== Problem to solve ==
Copy all the entries word for word, but omit the pictures.

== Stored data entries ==

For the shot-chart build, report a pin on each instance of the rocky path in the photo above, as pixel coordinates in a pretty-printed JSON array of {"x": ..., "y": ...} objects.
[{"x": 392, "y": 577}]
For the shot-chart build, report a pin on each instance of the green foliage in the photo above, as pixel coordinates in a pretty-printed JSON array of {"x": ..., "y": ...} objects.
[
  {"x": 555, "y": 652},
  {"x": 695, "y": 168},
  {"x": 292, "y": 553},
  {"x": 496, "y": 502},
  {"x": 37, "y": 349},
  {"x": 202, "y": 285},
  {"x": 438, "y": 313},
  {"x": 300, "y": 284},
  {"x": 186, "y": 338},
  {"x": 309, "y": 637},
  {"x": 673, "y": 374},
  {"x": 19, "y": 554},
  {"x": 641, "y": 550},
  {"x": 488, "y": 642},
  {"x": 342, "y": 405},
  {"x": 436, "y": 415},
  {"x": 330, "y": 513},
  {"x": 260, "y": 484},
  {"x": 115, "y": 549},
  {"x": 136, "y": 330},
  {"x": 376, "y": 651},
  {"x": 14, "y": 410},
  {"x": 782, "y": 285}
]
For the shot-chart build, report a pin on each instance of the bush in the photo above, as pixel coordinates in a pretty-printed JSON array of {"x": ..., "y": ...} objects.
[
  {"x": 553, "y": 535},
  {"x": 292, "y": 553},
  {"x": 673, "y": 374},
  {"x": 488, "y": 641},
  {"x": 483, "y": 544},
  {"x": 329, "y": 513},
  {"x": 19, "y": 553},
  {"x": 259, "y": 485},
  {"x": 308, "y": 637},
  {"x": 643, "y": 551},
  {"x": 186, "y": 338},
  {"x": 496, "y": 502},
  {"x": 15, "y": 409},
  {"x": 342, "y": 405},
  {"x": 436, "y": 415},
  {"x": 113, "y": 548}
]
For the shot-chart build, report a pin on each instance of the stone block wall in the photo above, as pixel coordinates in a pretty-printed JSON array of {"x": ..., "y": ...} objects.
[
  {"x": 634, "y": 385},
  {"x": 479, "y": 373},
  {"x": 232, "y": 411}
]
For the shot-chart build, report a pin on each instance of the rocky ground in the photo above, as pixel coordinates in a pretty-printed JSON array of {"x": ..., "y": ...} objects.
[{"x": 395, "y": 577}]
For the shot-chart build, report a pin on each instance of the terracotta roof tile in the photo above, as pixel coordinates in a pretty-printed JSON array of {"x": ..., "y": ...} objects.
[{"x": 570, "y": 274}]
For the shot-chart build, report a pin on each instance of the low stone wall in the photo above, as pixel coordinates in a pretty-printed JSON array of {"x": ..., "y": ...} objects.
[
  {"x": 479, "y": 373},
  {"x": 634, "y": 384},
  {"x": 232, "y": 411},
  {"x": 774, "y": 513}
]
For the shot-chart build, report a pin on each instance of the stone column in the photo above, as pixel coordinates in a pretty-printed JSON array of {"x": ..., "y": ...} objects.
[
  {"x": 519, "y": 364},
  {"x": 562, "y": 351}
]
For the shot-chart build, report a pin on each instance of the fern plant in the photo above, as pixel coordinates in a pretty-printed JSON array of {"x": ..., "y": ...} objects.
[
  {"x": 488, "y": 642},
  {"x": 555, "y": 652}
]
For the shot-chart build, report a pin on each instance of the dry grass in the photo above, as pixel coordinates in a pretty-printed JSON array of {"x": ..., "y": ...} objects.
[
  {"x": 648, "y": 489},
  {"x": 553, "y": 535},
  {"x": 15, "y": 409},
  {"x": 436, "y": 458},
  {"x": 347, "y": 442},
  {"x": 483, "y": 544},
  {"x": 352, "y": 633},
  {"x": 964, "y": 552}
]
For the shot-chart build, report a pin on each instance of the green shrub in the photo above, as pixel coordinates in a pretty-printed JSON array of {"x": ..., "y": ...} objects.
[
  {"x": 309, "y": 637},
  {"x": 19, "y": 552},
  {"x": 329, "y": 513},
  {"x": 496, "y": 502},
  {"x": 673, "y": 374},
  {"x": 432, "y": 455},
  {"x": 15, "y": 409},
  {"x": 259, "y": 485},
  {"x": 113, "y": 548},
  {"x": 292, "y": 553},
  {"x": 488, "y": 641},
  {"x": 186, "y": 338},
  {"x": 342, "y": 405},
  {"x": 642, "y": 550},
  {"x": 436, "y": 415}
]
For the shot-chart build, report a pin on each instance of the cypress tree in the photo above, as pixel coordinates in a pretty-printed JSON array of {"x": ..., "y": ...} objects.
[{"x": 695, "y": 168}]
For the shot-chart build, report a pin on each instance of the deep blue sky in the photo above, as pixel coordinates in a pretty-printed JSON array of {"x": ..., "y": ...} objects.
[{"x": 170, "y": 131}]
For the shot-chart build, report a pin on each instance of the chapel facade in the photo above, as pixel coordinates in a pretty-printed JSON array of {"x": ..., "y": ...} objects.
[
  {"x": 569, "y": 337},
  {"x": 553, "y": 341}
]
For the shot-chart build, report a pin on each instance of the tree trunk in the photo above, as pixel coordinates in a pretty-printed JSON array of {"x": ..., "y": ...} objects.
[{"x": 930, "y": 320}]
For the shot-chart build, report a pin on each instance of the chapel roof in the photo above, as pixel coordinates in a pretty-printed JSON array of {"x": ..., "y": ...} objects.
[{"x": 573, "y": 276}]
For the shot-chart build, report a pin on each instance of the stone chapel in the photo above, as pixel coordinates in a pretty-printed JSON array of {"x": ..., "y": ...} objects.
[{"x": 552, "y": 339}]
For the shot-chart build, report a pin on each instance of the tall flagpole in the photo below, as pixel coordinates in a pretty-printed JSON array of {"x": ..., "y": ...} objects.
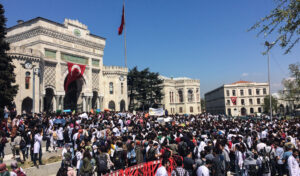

== Response to this task ==
For the shot-chart build, report a pin on each instance of the rocky path in the photo above, as pixel coordinates in a pretty-printed JSON array of {"x": ..., "y": ...} objects.
[{"x": 392, "y": 577}]
For the shot-chart build, report a pin on each instance of the green foliage in the photo above, as pixel coordinates in a pretty-printed JSON array of {"x": ..., "y": ...} objects.
[
  {"x": 555, "y": 652},
  {"x": 695, "y": 168},
  {"x": 292, "y": 553},
  {"x": 496, "y": 502},
  {"x": 37, "y": 349},
  {"x": 202, "y": 285},
  {"x": 438, "y": 313},
  {"x": 300, "y": 284},
  {"x": 186, "y": 338},
  {"x": 309, "y": 637},
  {"x": 673, "y": 374},
  {"x": 19, "y": 554},
  {"x": 641, "y": 550},
  {"x": 488, "y": 642},
  {"x": 342, "y": 405},
  {"x": 436, "y": 415},
  {"x": 330, "y": 513},
  {"x": 260, "y": 484},
  {"x": 115, "y": 549},
  {"x": 136, "y": 330},
  {"x": 376, "y": 651},
  {"x": 14, "y": 410},
  {"x": 782, "y": 285}
]
For the shot-chart build, report a pin on each instance of the bush in the photo above, as pixel coordinates in a pretty-printed JSON array of {"x": ..., "y": ...} objects.
[
  {"x": 553, "y": 535},
  {"x": 292, "y": 553},
  {"x": 673, "y": 374},
  {"x": 488, "y": 641},
  {"x": 483, "y": 544},
  {"x": 329, "y": 513},
  {"x": 19, "y": 553},
  {"x": 259, "y": 485},
  {"x": 308, "y": 637},
  {"x": 643, "y": 551},
  {"x": 186, "y": 338},
  {"x": 496, "y": 502},
  {"x": 15, "y": 409},
  {"x": 342, "y": 405},
  {"x": 436, "y": 415},
  {"x": 113, "y": 548}
]
For the shot-chart build, report a pin on each instance of the stone block wall in the photo above, as pixel coordinates in a pretty-printed JSON array of {"x": ..., "y": ...} objects.
[
  {"x": 634, "y": 385},
  {"x": 479, "y": 373},
  {"x": 232, "y": 411}
]
For the shot-chart build, report a pin on each instance of the rocky ground in the photo above, as pixel coordinates in a pretty-printed JSON array of {"x": ..., "y": ...} objects.
[{"x": 395, "y": 577}]
For the shot-chart build, report a pin on each instance of the terracotta roof tile in the photo above, as pixel coordinates in a pretty-printed JSON array of {"x": ..., "y": ...} objects.
[{"x": 570, "y": 274}]
For the shot-chart build, report a pin on each instance of the low stone wall in the photo above, as pixel coordinates in a pretty-printed JSON array of {"x": ..., "y": ...} objects.
[
  {"x": 479, "y": 373},
  {"x": 634, "y": 384},
  {"x": 232, "y": 411},
  {"x": 774, "y": 513}
]
For the shot-chart build, report a pin on each instance of the stone column in the photo above, as pixel coordinates in a pretty-printed JSON array of {"x": ..., "y": ...} objects.
[
  {"x": 519, "y": 364},
  {"x": 562, "y": 351}
]
For the shot-chart build, report a pin on each instance of the fern plant in the photo above, as pixel coordinates in a pretty-printed JSON array of {"x": ..., "y": ...} objects.
[
  {"x": 488, "y": 642},
  {"x": 555, "y": 652}
]
For the shot-chart build, report a pin on each instance of the dry grass in the photo above, as pixel coordinates in a pretty-printed JSON array of {"x": ..., "y": ...} objects.
[
  {"x": 648, "y": 489},
  {"x": 553, "y": 535},
  {"x": 15, "y": 409},
  {"x": 436, "y": 458},
  {"x": 347, "y": 442},
  {"x": 483, "y": 544},
  {"x": 352, "y": 633},
  {"x": 964, "y": 552}
]
For the shot-chart build, report a pin on each instance of the green shrub in the photo above, as pixel coordinates in a pretty-printed JSON array of {"x": ..., "y": ...} objects.
[
  {"x": 309, "y": 637},
  {"x": 19, "y": 552},
  {"x": 329, "y": 513},
  {"x": 496, "y": 502},
  {"x": 673, "y": 374},
  {"x": 432, "y": 455},
  {"x": 15, "y": 409},
  {"x": 259, "y": 485},
  {"x": 113, "y": 548},
  {"x": 292, "y": 553},
  {"x": 488, "y": 641},
  {"x": 186, "y": 338},
  {"x": 342, "y": 405},
  {"x": 642, "y": 550},
  {"x": 436, "y": 415}
]
For the shot-chart build, report a pin on each instance of the cypress tree in the photo above, as pixel coordinates in a pretty-printed JSON array of {"x": ..., "y": ...} objects.
[{"x": 695, "y": 168}]
For the shot-chart build, report a pin on each instance of the deep blue sky in the photo above, as pixel coordinates in a pretty-printed JSON array of {"x": ..., "y": ...} objects.
[{"x": 170, "y": 131}]
For the shot-chart build, report a pin on each instance of the chapel facade in the photo above, as pixel coordinates in a pretty-printed JSON array of {"x": ..., "y": ...} objects.
[
  {"x": 569, "y": 337},
  {"x": 553, "y": 341}
]
For the shot-chart build, report a pin on each instance of the tree trunk in the photo above, as pixel coordinates in a pretty-printed JSON array of {"x": ..., "y": ...} objects.
[{"x": 930, "y": 320}]
For the shot-chart build, report a pin on each instance of the chapel roof in the photo above, as pixel coordinates in a pretty-printed JSON array of {"x": ..., "y": ...} objects.
[{"x": 573, "y": 276}]
For the shot-chart build, report a pin on each instance of the stone chapel in the photo above, as pixel coordinates in a pretty-printed JSON array of {"x": ..., "y": ...} objects.
[{"x": 552, "y": 339}]
For the shot-chart build, report a pin on each instance of the tall flagpole in the photo below, as pixel coordinates in a pretty-printed JSON array of {"x": ..., "y": ...} objects.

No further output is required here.